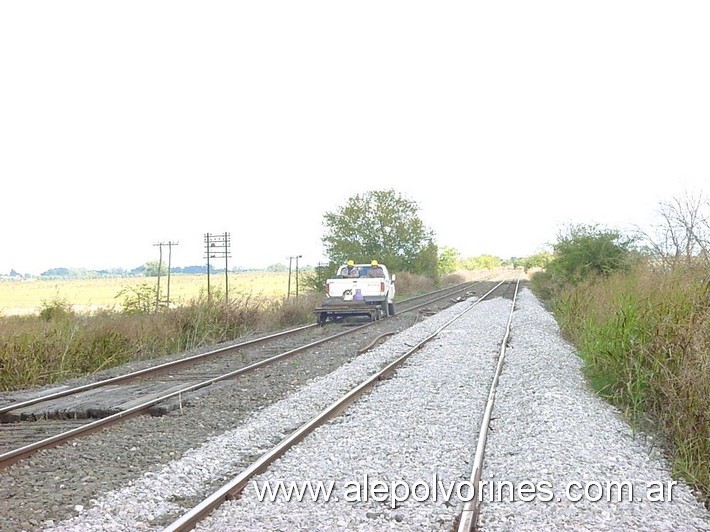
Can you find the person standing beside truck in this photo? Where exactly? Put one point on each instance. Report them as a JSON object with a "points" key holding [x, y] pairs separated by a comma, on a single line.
{"points": [[375, 270]]}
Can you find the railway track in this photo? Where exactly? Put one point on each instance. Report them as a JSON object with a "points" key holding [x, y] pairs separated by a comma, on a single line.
{"points": [[233, 488], [51, 419]]}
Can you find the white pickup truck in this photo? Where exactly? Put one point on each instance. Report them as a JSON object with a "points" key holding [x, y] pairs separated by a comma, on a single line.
{"points": [[370, 293]]}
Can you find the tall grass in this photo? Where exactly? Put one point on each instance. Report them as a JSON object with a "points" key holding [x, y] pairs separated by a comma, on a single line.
{"points": [[645, 340], [59, 343]]}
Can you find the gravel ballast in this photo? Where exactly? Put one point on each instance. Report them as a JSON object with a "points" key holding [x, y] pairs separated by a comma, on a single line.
{"points": [[418, 429], [149, 500]]}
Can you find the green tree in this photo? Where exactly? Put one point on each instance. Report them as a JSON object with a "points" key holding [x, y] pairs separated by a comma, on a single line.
{"points": [[448, 260], [383, 225], [587, 250]]}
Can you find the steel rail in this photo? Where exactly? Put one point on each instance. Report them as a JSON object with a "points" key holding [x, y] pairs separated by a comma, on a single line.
{"points": [[10, 457], [231, 490], [182, 361], [146, 371], [469, 515]]}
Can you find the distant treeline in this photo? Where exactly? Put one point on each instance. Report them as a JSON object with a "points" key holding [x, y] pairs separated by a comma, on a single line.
{"points": [[141, 271]]}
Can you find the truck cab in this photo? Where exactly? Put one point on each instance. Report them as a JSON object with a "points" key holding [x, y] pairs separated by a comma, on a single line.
{"points": [[370, 292]]}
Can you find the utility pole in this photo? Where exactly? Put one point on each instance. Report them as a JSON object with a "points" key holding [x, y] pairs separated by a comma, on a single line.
{"points": [[290, 259], [160, 245], [217, 246]]}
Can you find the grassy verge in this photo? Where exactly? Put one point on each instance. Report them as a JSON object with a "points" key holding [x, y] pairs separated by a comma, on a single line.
{"points": [[644, 337], [59, 343]]}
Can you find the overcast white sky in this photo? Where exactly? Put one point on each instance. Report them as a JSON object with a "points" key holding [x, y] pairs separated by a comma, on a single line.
{"points": [[126, 123]]}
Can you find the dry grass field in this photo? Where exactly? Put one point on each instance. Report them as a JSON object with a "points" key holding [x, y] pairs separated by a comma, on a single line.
{"points": [[28, 297]]}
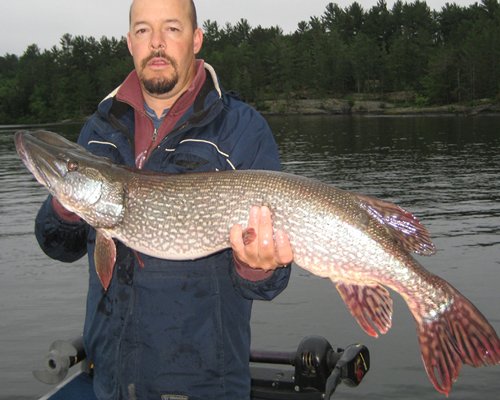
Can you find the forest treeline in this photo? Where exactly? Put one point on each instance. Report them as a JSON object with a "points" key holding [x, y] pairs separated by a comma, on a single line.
{"points": [[443, 56]]}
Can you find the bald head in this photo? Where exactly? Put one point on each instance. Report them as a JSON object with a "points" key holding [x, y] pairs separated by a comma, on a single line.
{"points": [[192, 13]]}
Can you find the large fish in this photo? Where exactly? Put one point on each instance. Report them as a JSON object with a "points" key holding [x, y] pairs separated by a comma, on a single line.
{"points": [[360, 243]]}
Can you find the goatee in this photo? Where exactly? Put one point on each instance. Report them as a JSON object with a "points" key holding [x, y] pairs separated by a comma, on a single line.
{"points": [[160, 85]]}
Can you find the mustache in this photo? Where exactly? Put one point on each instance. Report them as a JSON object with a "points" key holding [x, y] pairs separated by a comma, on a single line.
{"points": [[158, 54]]}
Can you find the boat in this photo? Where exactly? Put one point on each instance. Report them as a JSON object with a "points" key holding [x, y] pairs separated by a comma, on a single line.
{"points": [[312, 372]]}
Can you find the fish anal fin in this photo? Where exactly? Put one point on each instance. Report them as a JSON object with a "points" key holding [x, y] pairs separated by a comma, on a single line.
{"points": [[405, 228], [371, 306], [104, 258], [458, 335]]}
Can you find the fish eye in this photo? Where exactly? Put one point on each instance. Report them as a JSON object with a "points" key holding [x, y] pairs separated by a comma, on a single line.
{"points": [[72, 166]]}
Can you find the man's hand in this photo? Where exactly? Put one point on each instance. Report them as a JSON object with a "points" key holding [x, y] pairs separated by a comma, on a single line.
{"points": [[258, 246]]}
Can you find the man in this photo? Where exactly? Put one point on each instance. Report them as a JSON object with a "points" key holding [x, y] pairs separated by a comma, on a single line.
{"points": [[173, 329]]}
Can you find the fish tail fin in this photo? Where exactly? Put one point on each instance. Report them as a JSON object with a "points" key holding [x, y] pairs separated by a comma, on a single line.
{"points": [[459, 335]]}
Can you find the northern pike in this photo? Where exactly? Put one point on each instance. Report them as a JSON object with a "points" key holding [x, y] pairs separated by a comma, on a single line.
{"points": [[362, 244]]}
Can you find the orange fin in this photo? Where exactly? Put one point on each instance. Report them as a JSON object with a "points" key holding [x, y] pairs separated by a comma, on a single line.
{"points": [[459, 335], [371, 306], [403, 225], [104, 258]]}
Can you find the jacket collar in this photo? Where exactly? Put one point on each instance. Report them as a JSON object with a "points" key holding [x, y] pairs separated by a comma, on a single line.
{"points": [[130, 91]]}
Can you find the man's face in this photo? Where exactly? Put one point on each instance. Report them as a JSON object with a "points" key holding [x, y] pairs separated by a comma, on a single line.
{"points": [[163, 44]]}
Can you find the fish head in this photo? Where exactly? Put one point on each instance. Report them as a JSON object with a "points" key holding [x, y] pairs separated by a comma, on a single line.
{"points": [[83, 183]]}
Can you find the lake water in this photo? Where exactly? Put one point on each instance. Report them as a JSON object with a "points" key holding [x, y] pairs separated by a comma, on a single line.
{"points": [[444, 169]]}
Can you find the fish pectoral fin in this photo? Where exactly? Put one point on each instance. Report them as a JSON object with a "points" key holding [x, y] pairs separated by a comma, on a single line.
{"points": [[104, 258], [404, 227], [371, 306]]}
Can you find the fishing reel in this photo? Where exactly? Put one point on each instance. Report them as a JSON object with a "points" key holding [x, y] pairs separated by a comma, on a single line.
{"points": [[317, 370], [61, 357], [318, 366]]}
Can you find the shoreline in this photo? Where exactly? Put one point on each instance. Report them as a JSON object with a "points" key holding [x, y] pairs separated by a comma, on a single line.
{"points": [[334, 106]]}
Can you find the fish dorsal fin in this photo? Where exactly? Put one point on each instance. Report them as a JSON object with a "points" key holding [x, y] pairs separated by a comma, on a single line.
{"points": [[371, 306], [104, 258], [403, 225]]}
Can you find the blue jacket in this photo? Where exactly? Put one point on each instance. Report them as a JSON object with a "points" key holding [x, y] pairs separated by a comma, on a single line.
{"points": [[178, 328]]}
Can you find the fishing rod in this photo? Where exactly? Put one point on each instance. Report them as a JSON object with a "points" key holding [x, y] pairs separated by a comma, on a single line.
{"points": [[312, 372]]}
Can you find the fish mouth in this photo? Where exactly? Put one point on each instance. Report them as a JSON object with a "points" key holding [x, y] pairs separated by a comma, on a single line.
{"points": [[45, 154]]}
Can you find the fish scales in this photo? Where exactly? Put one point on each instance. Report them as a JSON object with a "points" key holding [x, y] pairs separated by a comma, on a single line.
{"points": [[360, 243]]}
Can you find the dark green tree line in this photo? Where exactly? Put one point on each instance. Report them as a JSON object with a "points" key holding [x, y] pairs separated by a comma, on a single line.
{"points": [[444, 56]]}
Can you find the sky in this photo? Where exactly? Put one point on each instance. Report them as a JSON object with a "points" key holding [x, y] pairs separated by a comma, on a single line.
{"points": [[44, 22]]}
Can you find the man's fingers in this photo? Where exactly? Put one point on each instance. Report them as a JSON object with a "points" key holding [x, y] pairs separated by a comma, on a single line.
{"points": [[284, 254], [236, 239]]}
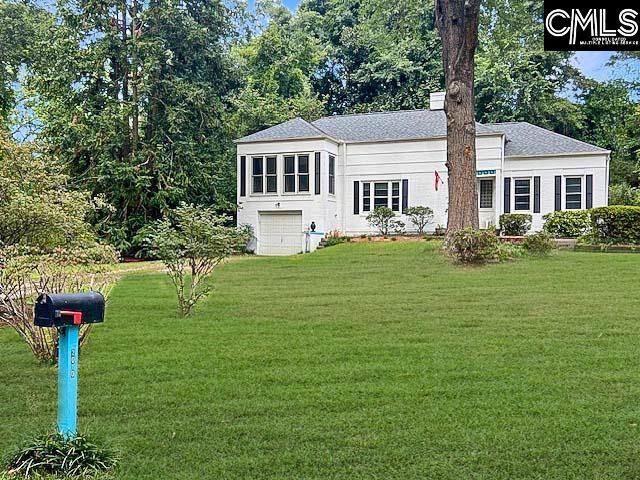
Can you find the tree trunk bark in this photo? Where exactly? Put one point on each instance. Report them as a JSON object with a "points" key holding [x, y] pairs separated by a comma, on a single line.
{"points": [[457, 22]]}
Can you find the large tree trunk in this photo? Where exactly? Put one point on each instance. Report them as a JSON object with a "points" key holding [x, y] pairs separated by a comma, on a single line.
{"points": [[457, 22]]}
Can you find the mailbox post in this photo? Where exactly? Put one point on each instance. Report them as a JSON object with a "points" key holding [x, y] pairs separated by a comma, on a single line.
{"points": [[67, 313]]}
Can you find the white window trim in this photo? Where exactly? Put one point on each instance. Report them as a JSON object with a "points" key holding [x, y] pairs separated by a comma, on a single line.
{"points": [[310, 173], [335, 162], [493, 194], [513, 195], [264, 192], [372, 195], [583, 192]]}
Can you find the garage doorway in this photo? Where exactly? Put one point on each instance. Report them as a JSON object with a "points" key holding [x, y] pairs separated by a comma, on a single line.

INSTRUCTIONS FOR THE TASK -
Give exactly the lines from the one with "Can you find the mailbox" to the end of the entries, nothing before them.

TASK RESPONSE -
Can you find the mailbox post in this photo? Where exactly? Put one point on each instance. Report them as a JSON object with a "points" key holding [x, y] pairs separated by a comma, on a single line.
{"points": [[67, 313]]}
Can you find the white window trim in this photo? Where exactly? Put one point on each instance. Report them as a JSON object with a "points" key holding [x, y] pairs separated by a comma, on a single line.
{"points": [[310, 173], [335, 162], [493, 194], [513, 195], [264, 192], [372, 195], [583, 192]]}
Can you find the garage doorway in this photo? Where exactly? Put one point on each instance. Report them as a JSON object with a "points" key holding [x, y] pairs separated by a comma, on a single line.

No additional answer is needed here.